### Stored rows

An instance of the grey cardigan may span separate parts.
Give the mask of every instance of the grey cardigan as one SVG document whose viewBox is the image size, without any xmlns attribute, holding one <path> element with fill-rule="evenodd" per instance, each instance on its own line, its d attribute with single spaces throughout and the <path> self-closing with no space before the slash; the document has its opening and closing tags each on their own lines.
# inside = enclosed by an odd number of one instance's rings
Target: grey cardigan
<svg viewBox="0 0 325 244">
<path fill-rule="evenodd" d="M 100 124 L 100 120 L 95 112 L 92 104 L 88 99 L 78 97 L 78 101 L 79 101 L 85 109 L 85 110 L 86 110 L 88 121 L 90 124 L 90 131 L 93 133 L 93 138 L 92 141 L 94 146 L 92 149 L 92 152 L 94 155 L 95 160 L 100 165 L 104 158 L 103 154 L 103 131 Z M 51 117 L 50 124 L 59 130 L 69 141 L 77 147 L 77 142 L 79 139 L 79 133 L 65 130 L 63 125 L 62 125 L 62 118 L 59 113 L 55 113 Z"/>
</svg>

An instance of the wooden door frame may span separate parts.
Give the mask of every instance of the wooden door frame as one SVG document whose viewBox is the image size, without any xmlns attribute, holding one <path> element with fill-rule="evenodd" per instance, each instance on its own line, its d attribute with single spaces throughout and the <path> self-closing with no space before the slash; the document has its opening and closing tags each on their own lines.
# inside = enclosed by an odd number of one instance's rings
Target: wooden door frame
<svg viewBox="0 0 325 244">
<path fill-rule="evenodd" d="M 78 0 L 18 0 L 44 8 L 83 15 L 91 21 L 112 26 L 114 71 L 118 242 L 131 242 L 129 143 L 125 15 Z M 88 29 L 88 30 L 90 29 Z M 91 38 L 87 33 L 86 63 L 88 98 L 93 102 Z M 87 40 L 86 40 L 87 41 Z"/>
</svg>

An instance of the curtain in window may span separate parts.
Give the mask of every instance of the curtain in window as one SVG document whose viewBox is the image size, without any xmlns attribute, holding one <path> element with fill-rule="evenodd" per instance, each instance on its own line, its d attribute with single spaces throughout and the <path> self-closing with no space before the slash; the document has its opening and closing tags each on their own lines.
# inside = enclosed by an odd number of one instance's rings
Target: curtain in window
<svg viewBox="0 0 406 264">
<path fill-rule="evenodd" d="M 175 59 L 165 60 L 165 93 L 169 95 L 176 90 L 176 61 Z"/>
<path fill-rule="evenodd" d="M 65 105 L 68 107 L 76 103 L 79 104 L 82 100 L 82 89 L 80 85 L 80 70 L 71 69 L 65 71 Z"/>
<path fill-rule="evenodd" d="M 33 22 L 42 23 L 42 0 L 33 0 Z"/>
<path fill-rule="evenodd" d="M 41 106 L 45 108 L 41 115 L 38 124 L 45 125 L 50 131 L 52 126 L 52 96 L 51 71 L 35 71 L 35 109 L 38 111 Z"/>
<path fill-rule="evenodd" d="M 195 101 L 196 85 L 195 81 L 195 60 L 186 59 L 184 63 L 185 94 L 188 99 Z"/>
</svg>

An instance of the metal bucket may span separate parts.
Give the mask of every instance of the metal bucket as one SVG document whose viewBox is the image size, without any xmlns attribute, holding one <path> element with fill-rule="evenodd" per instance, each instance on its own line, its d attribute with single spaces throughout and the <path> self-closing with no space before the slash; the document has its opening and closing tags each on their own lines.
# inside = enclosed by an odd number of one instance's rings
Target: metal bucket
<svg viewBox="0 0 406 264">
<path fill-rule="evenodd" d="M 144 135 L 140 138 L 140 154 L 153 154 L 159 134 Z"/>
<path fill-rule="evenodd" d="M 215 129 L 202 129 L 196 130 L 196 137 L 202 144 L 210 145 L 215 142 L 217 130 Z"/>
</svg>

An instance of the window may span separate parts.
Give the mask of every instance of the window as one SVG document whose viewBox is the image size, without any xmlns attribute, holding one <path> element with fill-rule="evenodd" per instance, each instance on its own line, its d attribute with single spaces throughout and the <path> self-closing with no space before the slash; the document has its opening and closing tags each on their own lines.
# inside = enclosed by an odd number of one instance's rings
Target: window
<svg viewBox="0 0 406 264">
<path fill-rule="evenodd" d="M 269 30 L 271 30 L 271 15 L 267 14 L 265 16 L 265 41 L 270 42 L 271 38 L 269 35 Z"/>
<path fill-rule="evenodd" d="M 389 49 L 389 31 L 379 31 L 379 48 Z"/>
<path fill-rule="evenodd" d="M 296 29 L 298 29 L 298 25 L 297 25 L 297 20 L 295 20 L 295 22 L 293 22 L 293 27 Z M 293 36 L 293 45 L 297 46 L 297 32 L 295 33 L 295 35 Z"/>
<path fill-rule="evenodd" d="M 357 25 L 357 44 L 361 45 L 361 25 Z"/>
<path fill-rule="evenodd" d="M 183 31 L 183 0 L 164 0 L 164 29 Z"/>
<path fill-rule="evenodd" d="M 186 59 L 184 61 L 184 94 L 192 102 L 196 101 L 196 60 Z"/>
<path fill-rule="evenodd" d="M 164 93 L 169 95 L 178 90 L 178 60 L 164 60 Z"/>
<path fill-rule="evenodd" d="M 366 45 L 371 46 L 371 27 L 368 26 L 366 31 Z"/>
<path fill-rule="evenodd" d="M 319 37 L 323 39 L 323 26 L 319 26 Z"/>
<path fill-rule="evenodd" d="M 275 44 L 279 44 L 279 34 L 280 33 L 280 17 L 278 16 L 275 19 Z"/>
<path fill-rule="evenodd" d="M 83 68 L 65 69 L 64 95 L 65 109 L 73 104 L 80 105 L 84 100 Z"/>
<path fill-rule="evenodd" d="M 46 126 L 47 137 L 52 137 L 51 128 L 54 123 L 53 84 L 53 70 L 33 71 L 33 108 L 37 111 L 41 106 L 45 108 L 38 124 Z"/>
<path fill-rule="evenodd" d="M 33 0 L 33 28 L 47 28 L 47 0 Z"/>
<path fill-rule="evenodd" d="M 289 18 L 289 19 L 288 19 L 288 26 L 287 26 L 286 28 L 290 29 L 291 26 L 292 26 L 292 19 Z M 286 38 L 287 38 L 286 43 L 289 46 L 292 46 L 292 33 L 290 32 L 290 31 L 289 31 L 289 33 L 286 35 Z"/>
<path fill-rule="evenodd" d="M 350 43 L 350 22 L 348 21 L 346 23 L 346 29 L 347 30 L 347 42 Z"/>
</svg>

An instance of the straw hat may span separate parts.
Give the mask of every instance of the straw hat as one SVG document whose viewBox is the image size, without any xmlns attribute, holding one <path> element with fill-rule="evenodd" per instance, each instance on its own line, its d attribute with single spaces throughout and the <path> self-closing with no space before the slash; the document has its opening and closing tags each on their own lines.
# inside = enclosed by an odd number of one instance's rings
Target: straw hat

######

• **Problem to solve**
Reproduce every row above word for word, changing nothing.

• **Result for this exercise**
An instance of the grey cardigan may span separate parts.
Give the mask of every instance of the grey cardigan as one SVG document whose viewBox is the image size, without any xmlns attribute, holding one <path> element with fill-rule="evenodd" per instance, each instance on its own line, its d attribute with single spaces throughout and the <path> self-closing with no space before the slash; the document has its opening and closing tags each on their own lines.
# inside = enclosed by an odd number of one instance's rings
Target: grey cardigan
<svg viewBox="0 0 325 244">
<path fill-rule="evenodd" d="M 100 124 L 100 120 L 95 112 L 92 104 L 88 99 L 78 97 L 78 101 L 79 101 L 85 109 L 85 110 L 86 110 L 88 121 L 90 124 L 90 131 L 93 133 L 93 138 L 92 141 L 94 146 L 92 149 L 92 152 L 94 155 L 95 160 L 100 165 L 104 158 L 103 154 L 103 131 Z M 51 117 L 50 124 L 59 130 L 69 141 L 77 147 L 77 142 L 79 139 L 79 133 L 65 130 L 63 125 L 62 125 L 62 118 L 59 113 L 55 113 Z"/>
</svg>

An instance of the wooden door frame may span separate parts.
Give the mask of every instance of the wooden door frame as one SVG document whose viewBox is the image size, without any xmlns attribute, holding one <path> element with fill-rule="evenodd" per instance, each instance on its own line, its d attribute with single spaces throughout and the <path> self-closing with no space before the slash; the document has its opening and closing tags each on their own lines.
# inside = enclosed by an odd number of one instance's rings
Target: wooden door frame
<svg viewBox="0 0 325 244">
<path fill-rule="evenodd" d="M 78 0 L 18 0 L 44 8 L 83 15 L 91 21 L 112 26 L 114 71 L 118 242 L 131 242 L 129 143 L 125 15 Z M 88 29 L 88 30 L 90 29 Z M 91 38 L 87 33 L 86 63 L 88 98 L 93 102 Z M 87 40 L 86 40 L 87 41 Z"/>
</svg>

An instance of the curtain in window may span separate parts.
Give the mask of every instance of the curtain in window as one SVG document whose viewBox is the image size, without any xmlns attribute, holding one <path> element with fill-rule="evenodd" per instance, each instance on its own line, its d attribute with single spaces throughout and the <path> self-closing with no space before the slash; the document has its opening and closing tags each on their own lines.
# inside = enclosed by an odd number of one instance's rings
Target: curtain in window
<svg viewBox="0 0 406 264">
<path fill-rule="evenodd" d="M 175 59 L 165 60 L 165 93 L 169 95 L 176 90 L 176 61 Z"/>
<path fill-rule="evenodd" d="M 65 105 L 68 107 L 76 103 L 79 104 L 82 100 L 82 89 L 80 85 L 80 70 L 71 69 L 65 71 Z"/>
<path fill-rule="evenodd" d="M 33 22 L 42 23 L 42 0 L 33 0 Z"/>
<path fill-rule="evenodd" d="M 41 106 L 45 108 L 41 115 L 38 124 L 45 125 L 50 131 L 52 126 L 52 96 L 51 71 L 35 71 L 35 109 L 38 111 Z"/>
<path fill-rule="evenodd" d="M 195 101 L 196 85 L 195 81 L 195 60 L 186 59 L 184 63 L 185 94 L 188 99 Z"/>
</svg>

An instance of the metal bucket may span separate parts.
Give the mask of every instance of the metal bucket as one SVG document whose viewBox is the image size, without any xmlns attribute, holding one <path> element with fill-rule="evenodd" per instance, each instance on its own line, its d attribute with single spaces throughout and the <path> self-closing with no space before the slash; the document has its opening and closing tags each on their own lines.
# inside = enclosed by an odd number of one instance's rings
Target: metal bucket
<svg viewBox="0 0 406 264">
<path fill-rule="evenodd" d="M 144 135 L 140 138 L 140 154 L 153 154 L 159 134 Z"/>
<path fill-rule="evenodd" d="M 215 129 L 202 129 L 196 130 L 196 137 L 202 144 L 210 145 L 215 142 L 217 130 Z"/>
</svg>

An instance of the window may span separate parts.
Give the mask of every instance of the window as one SVG document whose viewBox is the image size, without any xmlns attribute, holding one <path> element with fill-rule="evenodd" per instance, each instance on its own line, its d attribute with single spaces throughout and the <path> self-closing with no space before the slash; the document has its opening and closing tags each on their own lines.
# inside = enclosed by an odd number of one instance's rings
Target: window
<svg viewBox="0 0 406 264">
<path fill-rule="evenodd" d="M 269 30 L 271 30 L 271 15 L 267 14 L 265 16 L 265 41 L 270 42 L 271 38 L 269 35 Z"/>
<path fill-rule="evenodd" d="M 389 49 L 389 31 L 379 31 L 379 48 Z"/>
<path fill-rule="evenodd" d="M 296 29 L 298 29 L 298 25 L 297 25 L 297 20 L 295 20 L 295 22 L 293 22 L 293 27 Z M 293 36 L 293 45 L 297 46 L 297 32 L 295 33 L 295 35 Z"/>
<path fill-rule="evenodd" d="M 357 25 L 357 44 L 361 45 L 361 25 Z"/>
<path fill-rule="evenodd" d="M 183 31 L 183 0 L 164 0 L 164 29 Z"/>
<path fill-rule="evenodd" d="M 186 59 L 184 61 L 184 94 L 192 102 L 196 101 L 196 60 Z"/>
<path fill-rule="evenodd" d="M 164 93 L 169 95 L 178 90 L 178 60 L 164 60 Z"/>
<path fill-rule="evenodd" d="M 366 45 L 371 46 L 371 27 L 368 26 L 366 31 Z"/>
<path fill-rule="evenodd" d="M 319 37 L 323 39 L 323 26 L 319 26 Z"/>
<path fill-rule="evenodd" d="M 275 44 L 279 44 L 279 34 L 280 33 L 280 17 L 278 16 L 275 19 Z"/>
<path fill-rule="evenodd" d="M 83 68 L 65 69 L 64 95 L 65 109 L 73 104 L 80 105 L 84 100 Z"/>
<path fill-rule="evenodd" d="M 46 126 L 47 137 L 52 137 L 51 128 L 54 123 L 53 84 L 53 70 L 33 71 L 33 108 L 37 111 L 41 106 L 45 108 L 38 124 Z"/>
<path fill-rule="evenodd" d="M 33 0 L 33 28 L 47 28 L 47 0 Z"/>
<path fill-rule="evenodd" d="M 289 18 L 289 19 L 288 19 L 288 26 L 287 26 L 286 28 L 290 29 L 291 26 L 292 26 L 292 19 Z M 286 38 L 287 38 L 286 43 L 289 46 L 292 46 L 292 33 L 290 32 L 290 31 L 289 31 L 289 33 L 286 35 Z"/>
<path fill-rule="evenodd" d="M 350 43 L 350 22 L 348 21 L 346 23 L 346 29 L 347 30 L 347 42 Z"/>
</svg>

An instance of the straw hat may span separate parts.
Give the mask of every instance of the straw hat as one SVG document whose viewBox is the image size, without any xmlns attribute, holding one <path> element with fill-rule="evenodd" per instance, each instance on its own line, its d attribute with single spaces throughout and the <path> self-closing with no space before the slash; the document has its opening and closing tags each on their own lines.
# inside = enclosed by an odd number of one instance's rings
Target: straw hat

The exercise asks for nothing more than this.